==== Excerpt to read

# Shop remodel



## Gottagofishin (Dec 17, 2005)

After finally getting my shop last Spring, and living with it and thinking about it for about 10 months... I decided on a layout. I've spend the last month working on it as time allows.

It's not quite done but is finally usable. The projects include...


Improved wood storage (not on the floor)
4x8 workbench/table saw outfeed table, with router insert and storage
Shelves with power tool storage.
i

I still need to finish the insert for the router table which will have dust collection and storage for bits and tools, build a fixed base for the table saw with improved dust collection, and build a permanent router station.

However, it has turned out pretty good. It is much more usable that the old setup.


----------



## 3192 (Dec 30, 2004)

Wow!! GGF...that is fantastic! You are going to love that long outfeed table/worktable. Congrats! gb


----------



## MT Stringer (May 21, 2004)

That shop looks great! I wish I had that much room.


----------



## Gottagofishin (Dec 17, 2005)

You never have enough room. Btw... I meant to say permanent miter saw station, not permanent router station.


----------



## Pocketfisherman (May 30, 2005)

Nice! I really like that lower shelf with the adjustable vertical partitions. Great idea.


----------



## Gottagofishin (Dec 17, 2005)

I got the idea for the vertical partitions from Ron Paulk's mobile workshop.


----------



## MT Stringer (May 21, 2004)

Those vertical partitions look like some I built for my cabinets. Ron might have been my inspiration also. They work great.


----------



## kneekap (Nov 13, 2012)

I envy anyone that has that much room to spread out. You will most likely do some re-locating of tools once you begin to use that shop.

I placed some old conveyer belts in front of my power tool stations to help
the old feet while standing for hours.

Time to make some saw dust.


----------



## FISHROADIE (Apr 2, 2010)

Very nice shop good job.


----------



## Law Dog (Jul 27, 2010)

Nice Shop, great Job!


----------



## finkikin (Jul 8, 2011)

Sweet shop!


----------



## Whiz (May 19, 2008)

Very nice, can't wait to move to a location where I can have a shop.


----------

========

• Given exercise a: In the shop remodel thread, where did Gottagofishin get the idea for the vertical partitions?
The entries that follow have no connection to the shop remodel thread.

==== Dataset rows

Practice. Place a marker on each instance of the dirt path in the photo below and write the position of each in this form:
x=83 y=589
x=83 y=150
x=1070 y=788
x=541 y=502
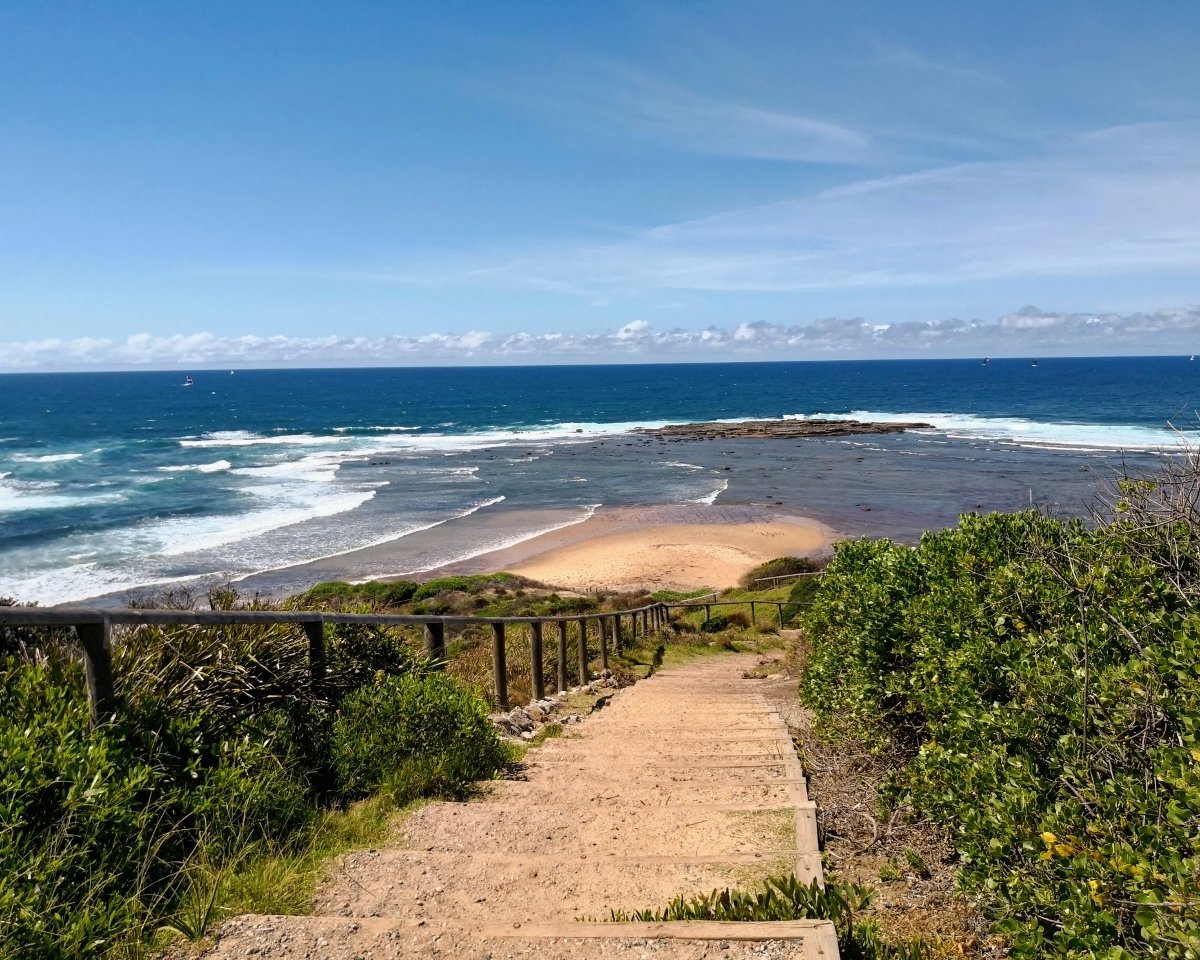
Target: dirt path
x=683 y=784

========

• Given exercise b: Copy all of the entries word for word, leaving out the pictures.

• Answer a: From Ron Paulk's mobile workshop.

• Answer b:
Practice. Place a marker on each instance of the dirt path in the photo below and write the position of each in this form:
x=83 y=589
x=83 y=150
x=1070 y=788
x=541 y=502
Target: dirt path
x=683 y=784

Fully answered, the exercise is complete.